**Given request a**
Show every line of the rows that contains the word "brick", and treat uppercase and lowercase letters as different.
Start of Reading passage
We have a working happy path use case, and are currently consolidating relevant code into a shared library
Need to complete that consolidation, do some error handling and monitoring improvements
Roadmap for Event Bus: https://github.com/openedx/platform-roadmap/issues/28
[inform|analysis] (David) We’re adding runtime config for MFEs based on config defined in edx-platform.
https://github.com/openedx/edx-platform/pull/30473
(Simon) lms_mfe_config_api perhaps?
(David) This isn’t lms specific, but the auth code is in LMS
(Chris) Why do we need this?
(David) Community wants to be able to change branding, visual look, etc. without needing to rebuild all MFEs
(Jeremy) Also, Tutor currently has to rebuild all MFEs if any configuration variables change
https://github.com/openedx/frontend-app-learning/blob/master/.env
2022-06-08
[inform] (Simon) I created a OC Engineering and Architecture Advisory. I can use feedback from attendees of this meeting
Adam: Async Feedback, I think Arch Hour Moved on top of Embedded SRE meeting, I find it very helpful to read the meeting notes afterwards though.
Chris - It is also on top of Paragon WG
+ [quest] (Simon) What LTI client account do 2U/edX maintain for development? TurnItIn? H5P.com? Others?
Studio and LMS go to different assignments on Turnitin
Same parameters with different values somehow
How do we get Turnitin accounts?
Work with PMs and PCs to collect a list of LTI clients that our partners most frequently use. Then approach those LTI clients and establish a process with them for supporting edx-platform integration. Establish also a process to add or subtract from that list of “supported LTI clients”.
[quest] (Robert) Did my devstack hacks document have anything new for anyone? Relates to last week’s discussion around my having less pain than others.
[inform] (Robert) Arch-BOM is experimenting with a Github project in place of Jira board.
[inform/ideation/quest/analysis] (David J) Categorizing pages in the Architecture and Engineering wiki space by where they should probably end up: Architecture and Engineering wiki categorization
DJ: If you want to edit it, just ask, happy to add you - I set it to public comments but not public edit.
Maybe ending up here: https://docs.openedx.org/en/latest/developers/developers_home.html
A popular four-category doc strategy: https://diataxis.fr/
2022-06-01
[ideation/quest] [Robert] I’d like to discuss our test strategy regarding cypress tests.
Since e2e tests are more costly to run and maintain, we’ve generally kept to a smoke suite of important use cases. What strategy do we want?
For edx-platform, we used to have bokchoy integration tests. In this ADR, again, we decided on just a smoke suite because additional tests were too costly to maintain, too costly to run, and very rarely failed due to a real problem. Arbi-BOM removed bokchoy, and I think there is a plan to replace it with a cypress suite. Is the decision in this ADR still accurate?
Getting the e2e cypress tests working in the pipeline is currently owned by the QA team.
It is exciting that some of this work is making progress.
However, it seemed from Ansab Gillani’s Eng-All presentation that his team might be envisioning much greater test coverage using cypress (to be confirmed). Let’s discuss with someone from the team to determine alignment/misalignment, and determine good next steps.
Where to run the new Cypress e2e tests?
End of Reading passage
Start of Exercise material
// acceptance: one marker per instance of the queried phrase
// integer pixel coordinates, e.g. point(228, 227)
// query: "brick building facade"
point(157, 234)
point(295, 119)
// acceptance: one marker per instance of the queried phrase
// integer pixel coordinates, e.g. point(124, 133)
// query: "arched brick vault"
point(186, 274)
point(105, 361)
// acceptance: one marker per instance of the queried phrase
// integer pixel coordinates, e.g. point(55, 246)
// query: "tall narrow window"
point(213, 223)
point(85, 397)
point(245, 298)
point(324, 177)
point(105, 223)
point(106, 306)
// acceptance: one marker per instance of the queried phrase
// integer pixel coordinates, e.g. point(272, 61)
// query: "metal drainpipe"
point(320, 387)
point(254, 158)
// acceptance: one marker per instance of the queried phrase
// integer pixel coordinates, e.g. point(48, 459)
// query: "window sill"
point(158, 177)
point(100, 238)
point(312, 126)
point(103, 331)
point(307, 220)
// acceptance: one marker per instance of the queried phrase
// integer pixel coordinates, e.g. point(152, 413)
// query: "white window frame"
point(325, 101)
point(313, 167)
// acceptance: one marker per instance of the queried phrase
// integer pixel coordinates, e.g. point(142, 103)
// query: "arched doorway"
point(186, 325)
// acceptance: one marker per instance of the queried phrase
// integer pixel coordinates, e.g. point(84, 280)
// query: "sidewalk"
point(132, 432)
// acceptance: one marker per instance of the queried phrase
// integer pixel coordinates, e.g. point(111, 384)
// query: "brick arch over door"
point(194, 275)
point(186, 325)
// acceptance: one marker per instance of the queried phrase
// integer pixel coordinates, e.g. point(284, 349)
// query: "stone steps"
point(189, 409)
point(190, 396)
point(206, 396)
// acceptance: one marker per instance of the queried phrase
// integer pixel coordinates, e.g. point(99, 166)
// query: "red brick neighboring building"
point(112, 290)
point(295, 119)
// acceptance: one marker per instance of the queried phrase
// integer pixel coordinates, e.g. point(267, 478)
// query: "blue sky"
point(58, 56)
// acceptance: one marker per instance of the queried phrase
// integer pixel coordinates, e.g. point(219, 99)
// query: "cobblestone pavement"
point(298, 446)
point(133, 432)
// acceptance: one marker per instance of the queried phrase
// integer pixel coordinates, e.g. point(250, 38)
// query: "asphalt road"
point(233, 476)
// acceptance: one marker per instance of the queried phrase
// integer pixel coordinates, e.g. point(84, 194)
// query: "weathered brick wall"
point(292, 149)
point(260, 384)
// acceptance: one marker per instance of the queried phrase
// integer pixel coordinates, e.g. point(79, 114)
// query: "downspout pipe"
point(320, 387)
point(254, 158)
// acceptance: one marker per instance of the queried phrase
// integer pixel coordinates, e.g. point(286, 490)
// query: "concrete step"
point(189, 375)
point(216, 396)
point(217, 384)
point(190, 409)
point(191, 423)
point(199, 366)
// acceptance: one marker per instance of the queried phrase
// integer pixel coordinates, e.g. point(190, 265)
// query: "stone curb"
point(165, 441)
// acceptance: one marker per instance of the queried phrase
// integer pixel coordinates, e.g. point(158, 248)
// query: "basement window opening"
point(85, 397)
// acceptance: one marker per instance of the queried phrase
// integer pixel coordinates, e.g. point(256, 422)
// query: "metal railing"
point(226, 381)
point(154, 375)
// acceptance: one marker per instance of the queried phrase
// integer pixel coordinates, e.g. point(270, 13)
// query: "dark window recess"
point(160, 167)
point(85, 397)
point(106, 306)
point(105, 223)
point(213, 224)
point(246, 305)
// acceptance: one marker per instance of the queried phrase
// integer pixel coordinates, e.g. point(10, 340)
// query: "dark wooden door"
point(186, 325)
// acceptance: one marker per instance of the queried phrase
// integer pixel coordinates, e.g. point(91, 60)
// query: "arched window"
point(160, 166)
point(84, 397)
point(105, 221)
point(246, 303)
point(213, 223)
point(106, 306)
End of Exercise material
**Given request b**
In the meeting notes above, rewrite the paragraph beginning "Work with PMs and PCs" as a short list, keeping its main facts.

**Correct result a**
// query: "brick building facade"
// query: "arched brick vault"
// query: "brick arch over door"
// query: "red brick neighboring building"
// query: "weathered brick wall"

**Correct result b**
- Work with PMs and PCs to collect a list of the LTI clients that partners use most often.
- Approach those LTI clients and set up a process with them for supporting edx-platform integration.
- Set up a process for adding clients to or removing them from the list of "supported LTI clients."